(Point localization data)
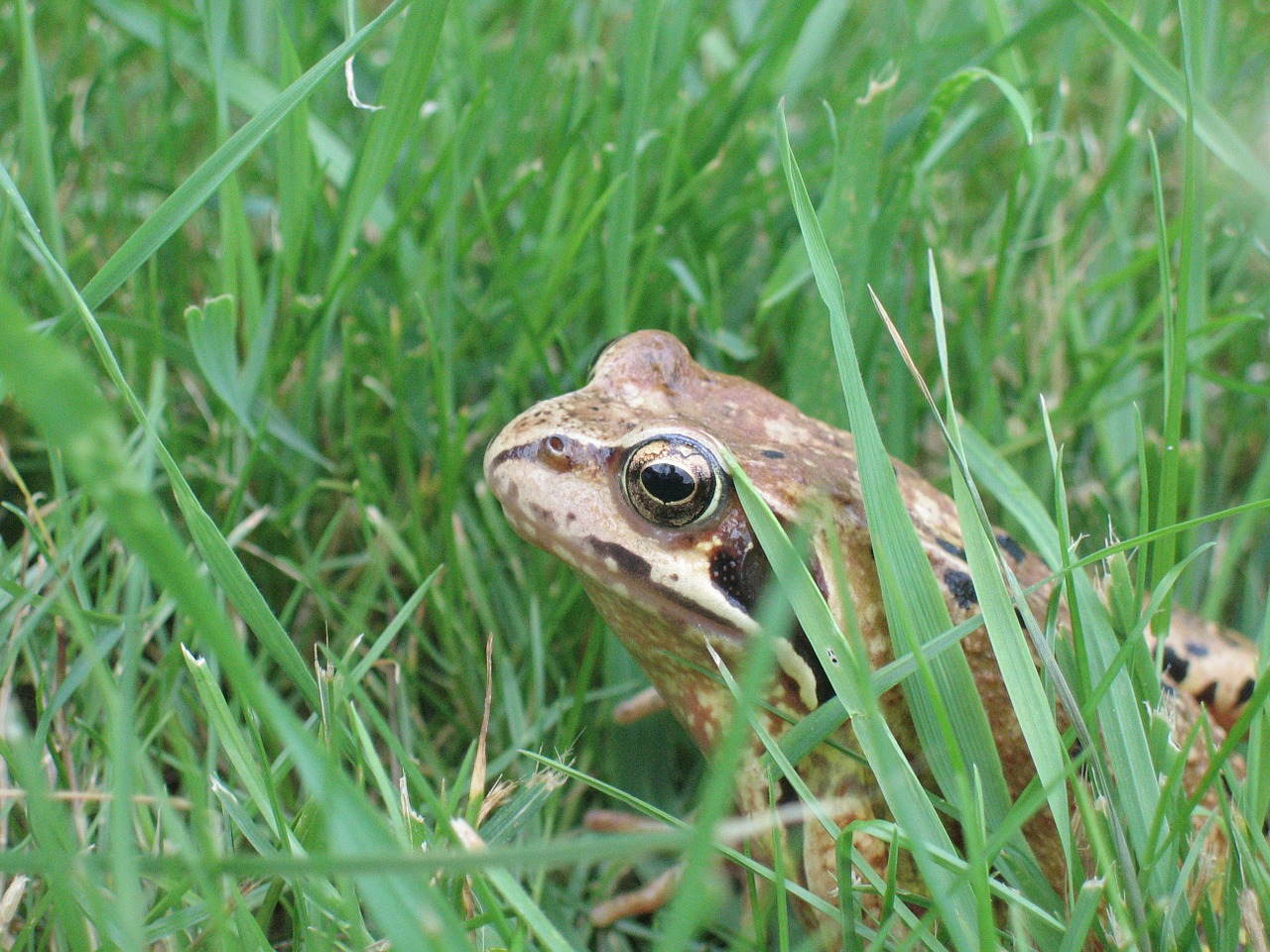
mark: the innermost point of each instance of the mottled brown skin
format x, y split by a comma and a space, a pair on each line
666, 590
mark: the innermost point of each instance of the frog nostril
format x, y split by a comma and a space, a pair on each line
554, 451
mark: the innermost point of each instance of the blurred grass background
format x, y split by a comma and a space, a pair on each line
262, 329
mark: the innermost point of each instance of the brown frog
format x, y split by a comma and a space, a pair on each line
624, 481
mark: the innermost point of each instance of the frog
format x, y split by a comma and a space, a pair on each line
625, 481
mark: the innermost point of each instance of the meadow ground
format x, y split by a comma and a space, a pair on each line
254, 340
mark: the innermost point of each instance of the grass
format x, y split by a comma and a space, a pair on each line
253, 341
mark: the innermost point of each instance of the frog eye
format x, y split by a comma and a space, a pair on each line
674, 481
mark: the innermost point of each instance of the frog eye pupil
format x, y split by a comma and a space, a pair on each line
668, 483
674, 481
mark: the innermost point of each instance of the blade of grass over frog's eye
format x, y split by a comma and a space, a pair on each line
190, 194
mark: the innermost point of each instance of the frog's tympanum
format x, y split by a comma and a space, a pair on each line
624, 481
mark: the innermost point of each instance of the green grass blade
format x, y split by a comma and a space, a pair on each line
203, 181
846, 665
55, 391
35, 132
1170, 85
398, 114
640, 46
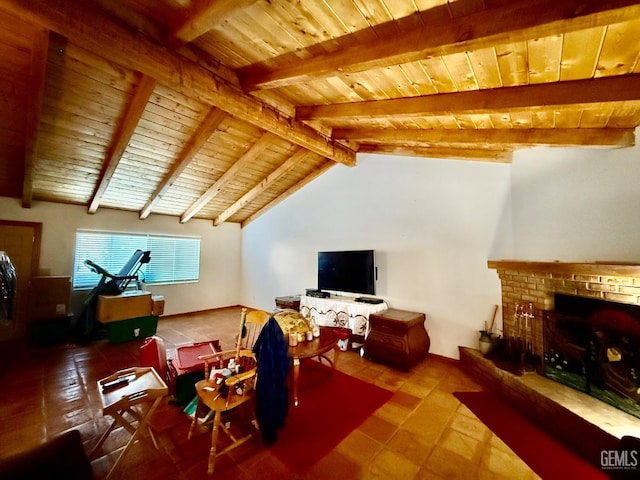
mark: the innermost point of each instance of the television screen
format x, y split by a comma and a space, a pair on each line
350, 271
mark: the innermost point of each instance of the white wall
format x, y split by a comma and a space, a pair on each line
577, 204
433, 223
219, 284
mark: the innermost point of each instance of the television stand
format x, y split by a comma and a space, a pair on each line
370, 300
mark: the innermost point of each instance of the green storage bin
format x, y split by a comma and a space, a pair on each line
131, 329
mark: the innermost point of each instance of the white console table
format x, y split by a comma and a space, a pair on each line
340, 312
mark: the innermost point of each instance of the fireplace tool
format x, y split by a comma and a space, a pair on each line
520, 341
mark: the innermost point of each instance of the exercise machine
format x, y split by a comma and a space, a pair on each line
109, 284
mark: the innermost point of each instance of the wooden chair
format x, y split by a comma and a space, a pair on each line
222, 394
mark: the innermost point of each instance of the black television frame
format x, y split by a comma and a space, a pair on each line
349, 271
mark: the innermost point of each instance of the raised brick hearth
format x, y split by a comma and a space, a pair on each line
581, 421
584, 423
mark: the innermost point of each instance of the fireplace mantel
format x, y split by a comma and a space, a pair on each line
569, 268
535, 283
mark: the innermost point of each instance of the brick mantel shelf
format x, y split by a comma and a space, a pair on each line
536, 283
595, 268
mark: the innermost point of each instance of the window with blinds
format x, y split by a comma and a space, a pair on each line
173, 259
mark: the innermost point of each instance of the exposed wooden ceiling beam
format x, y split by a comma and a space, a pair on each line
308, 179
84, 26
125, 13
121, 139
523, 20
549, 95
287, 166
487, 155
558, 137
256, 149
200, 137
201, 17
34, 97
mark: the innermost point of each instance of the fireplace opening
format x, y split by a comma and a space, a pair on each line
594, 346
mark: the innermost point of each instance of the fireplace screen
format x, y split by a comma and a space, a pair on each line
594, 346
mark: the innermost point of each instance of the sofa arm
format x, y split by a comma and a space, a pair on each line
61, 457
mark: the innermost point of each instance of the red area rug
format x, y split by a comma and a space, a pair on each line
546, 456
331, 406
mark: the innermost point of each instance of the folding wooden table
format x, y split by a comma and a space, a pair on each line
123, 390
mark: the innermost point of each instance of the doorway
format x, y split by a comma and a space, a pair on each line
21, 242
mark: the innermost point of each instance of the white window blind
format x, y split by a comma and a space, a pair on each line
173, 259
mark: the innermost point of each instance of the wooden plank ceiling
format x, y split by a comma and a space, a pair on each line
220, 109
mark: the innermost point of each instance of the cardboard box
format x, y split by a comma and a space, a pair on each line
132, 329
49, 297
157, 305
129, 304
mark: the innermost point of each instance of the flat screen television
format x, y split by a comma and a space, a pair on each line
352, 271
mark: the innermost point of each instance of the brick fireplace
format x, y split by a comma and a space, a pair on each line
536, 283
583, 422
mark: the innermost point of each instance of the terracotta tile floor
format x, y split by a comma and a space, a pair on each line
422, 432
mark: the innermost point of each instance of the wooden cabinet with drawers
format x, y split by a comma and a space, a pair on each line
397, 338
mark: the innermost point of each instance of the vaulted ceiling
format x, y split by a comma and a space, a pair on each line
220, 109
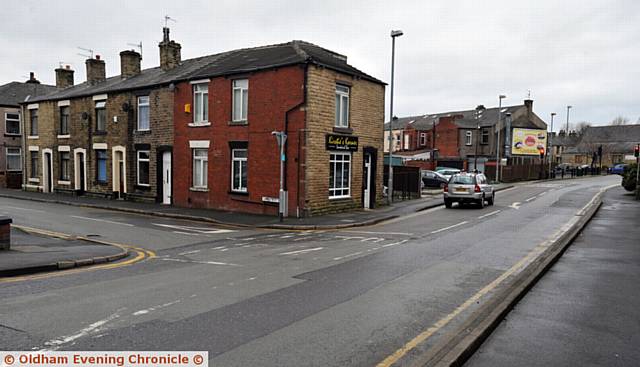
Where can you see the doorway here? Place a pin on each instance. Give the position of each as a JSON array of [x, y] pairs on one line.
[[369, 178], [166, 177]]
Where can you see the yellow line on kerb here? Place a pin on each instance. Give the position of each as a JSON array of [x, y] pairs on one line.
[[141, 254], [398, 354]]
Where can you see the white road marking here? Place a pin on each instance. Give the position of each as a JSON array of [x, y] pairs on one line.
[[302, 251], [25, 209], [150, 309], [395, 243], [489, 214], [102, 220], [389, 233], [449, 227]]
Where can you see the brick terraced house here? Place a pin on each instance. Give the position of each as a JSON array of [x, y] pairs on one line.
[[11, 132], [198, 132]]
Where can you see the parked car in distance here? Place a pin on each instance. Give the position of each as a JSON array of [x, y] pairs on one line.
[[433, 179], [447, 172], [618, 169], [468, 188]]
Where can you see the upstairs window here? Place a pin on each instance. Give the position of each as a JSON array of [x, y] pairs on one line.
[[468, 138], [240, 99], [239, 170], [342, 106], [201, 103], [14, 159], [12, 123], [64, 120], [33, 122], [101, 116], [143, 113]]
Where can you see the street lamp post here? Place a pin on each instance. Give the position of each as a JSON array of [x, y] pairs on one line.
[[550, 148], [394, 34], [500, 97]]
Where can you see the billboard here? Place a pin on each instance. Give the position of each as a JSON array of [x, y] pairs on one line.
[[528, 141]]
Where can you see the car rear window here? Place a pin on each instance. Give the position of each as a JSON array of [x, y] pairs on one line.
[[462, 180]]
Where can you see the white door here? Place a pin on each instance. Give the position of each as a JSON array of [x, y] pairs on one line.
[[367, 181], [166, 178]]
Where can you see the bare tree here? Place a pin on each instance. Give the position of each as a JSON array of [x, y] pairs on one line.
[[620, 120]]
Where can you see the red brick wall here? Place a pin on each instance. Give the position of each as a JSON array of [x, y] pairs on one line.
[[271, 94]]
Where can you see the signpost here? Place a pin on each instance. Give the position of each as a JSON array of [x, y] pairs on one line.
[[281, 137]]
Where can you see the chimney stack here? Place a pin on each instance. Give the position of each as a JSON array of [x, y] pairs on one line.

Action item
Return all lines of the data in which the string "screen" appears.

Solution to the problem
mark: the innermost point of each instance of the television screen
mark: the innermost point of each instance of the fireplace screen
mark: the innermost point of each instance of the flat screen television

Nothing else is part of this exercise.